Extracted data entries
————————

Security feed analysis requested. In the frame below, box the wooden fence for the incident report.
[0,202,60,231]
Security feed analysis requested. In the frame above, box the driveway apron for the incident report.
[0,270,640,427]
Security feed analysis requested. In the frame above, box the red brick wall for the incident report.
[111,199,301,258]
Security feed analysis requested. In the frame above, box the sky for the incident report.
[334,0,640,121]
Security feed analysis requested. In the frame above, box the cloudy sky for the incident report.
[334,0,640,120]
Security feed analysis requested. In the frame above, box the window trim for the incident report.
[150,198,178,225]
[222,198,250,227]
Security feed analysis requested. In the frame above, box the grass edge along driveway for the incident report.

————————

Write out every line of the listing above verbatim, without altering anything.

RESULT OF THIS EXERCISE:
Security feed analysis requested. In the frame below, box the wooden fence for the incident report.
[0,202,60,231]
Security feed analysis requested. In the frame above, box the driveway apron for the incident report.
[0,270,640,427]
Security feed analysis requested. In the frame above, box the red brick wall for the incident report.
[111,199,301,258]
Security feed analysis requested. In the frame above, box the sky for the incident report.
[334,0,640,121]
Security feed analysis requested. In the frame above, box the cloudy sky for the incident report.
[334,0,640,120]
Security feed analysis requested. In the frame above, box the window trim for the incident report.
[150,198,178,225]
[222,198,250,227]
Security feed analysis requested. In the frame above, box the grass edge along driveway for the incident report.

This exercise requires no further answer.